* **What you have to do**: Where the line with "Reviewer note. Check that each instance of the pale" appears below, start writing out lines exactly, and finish with the line with "Reviewer note. Check that each instance of the reddish-brown", which is included; write out nothing else.

§

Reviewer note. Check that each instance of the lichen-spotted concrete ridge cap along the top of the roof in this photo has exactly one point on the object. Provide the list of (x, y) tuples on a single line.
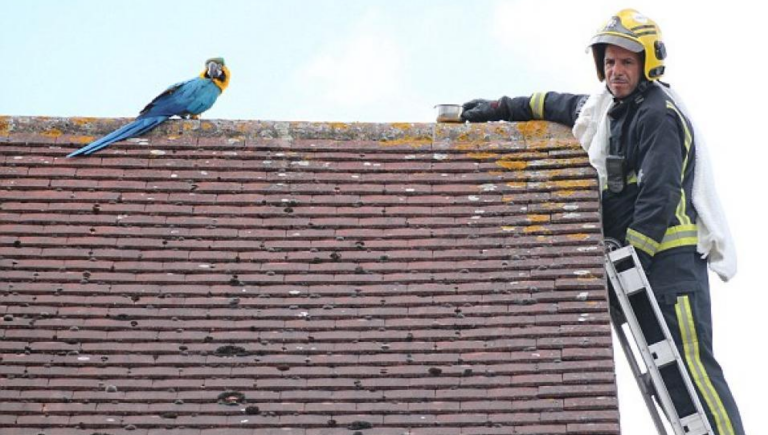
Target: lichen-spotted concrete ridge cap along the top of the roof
[(395, 132)]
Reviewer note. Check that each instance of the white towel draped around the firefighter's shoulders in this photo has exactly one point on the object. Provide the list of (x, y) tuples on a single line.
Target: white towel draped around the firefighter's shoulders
[(716, 244)]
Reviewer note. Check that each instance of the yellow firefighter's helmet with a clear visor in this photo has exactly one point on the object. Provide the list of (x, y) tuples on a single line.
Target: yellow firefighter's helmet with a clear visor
[(635, 32)]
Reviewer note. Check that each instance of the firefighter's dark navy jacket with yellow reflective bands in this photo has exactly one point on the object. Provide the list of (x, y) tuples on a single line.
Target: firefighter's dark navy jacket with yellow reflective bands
[(653, 211)]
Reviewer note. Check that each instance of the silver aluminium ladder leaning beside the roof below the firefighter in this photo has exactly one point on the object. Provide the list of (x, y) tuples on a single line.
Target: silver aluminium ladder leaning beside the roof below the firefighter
[(632, 290)]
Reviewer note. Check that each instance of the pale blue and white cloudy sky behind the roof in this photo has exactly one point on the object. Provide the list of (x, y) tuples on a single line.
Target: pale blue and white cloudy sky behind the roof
[(393, 60)]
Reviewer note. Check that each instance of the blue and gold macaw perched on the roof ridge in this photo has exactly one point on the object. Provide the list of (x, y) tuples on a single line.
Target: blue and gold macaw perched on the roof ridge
[(186, 99)]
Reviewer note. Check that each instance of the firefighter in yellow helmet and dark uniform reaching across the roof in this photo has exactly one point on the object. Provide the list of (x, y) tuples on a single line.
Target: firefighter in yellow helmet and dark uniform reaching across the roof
[(644, 149)]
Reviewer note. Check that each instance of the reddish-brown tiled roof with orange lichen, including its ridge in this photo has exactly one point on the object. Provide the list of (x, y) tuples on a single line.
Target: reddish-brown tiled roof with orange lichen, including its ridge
[(247, 277)]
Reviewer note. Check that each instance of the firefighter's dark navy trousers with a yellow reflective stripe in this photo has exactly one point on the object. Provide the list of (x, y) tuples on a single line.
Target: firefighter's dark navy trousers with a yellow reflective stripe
[(680, 283)]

§

* **Your response**:
Reviewer note. Check that each instance of the pale blue and white cloudy sky behind the roof in this photo has exactly one point on the object. Provide the list of (x, y) tuples on a single line.
Target: pale blue and white cloudy sky behind the roof
[(393, 60)]
Reviewer note. Check that each instance of the blue and gold macaw perched on the roof ridge in this photo has exactly one point on the object. Provide the list of (x, y) tuples on a single line.
Target: blue and gold macaw perched on the roof ridge
[(186, 99)]
Reviewer note. Check that each instance of the firefighter in yellow helmet and dark uniform reaching across the roof in this photo has exactly one point on the object. Provide the list of (x, y) tuples on a single line.
Target: firefighter in yellow helmet and dark uniform reaching across the roof
[(644, 149)]
Reviewer note. Check that each instance of the reddish-brown tiled roof with orange lichen, including its ridge in this photo has exactly one point on the object. Provide the list of (x, y) tuples on a single line.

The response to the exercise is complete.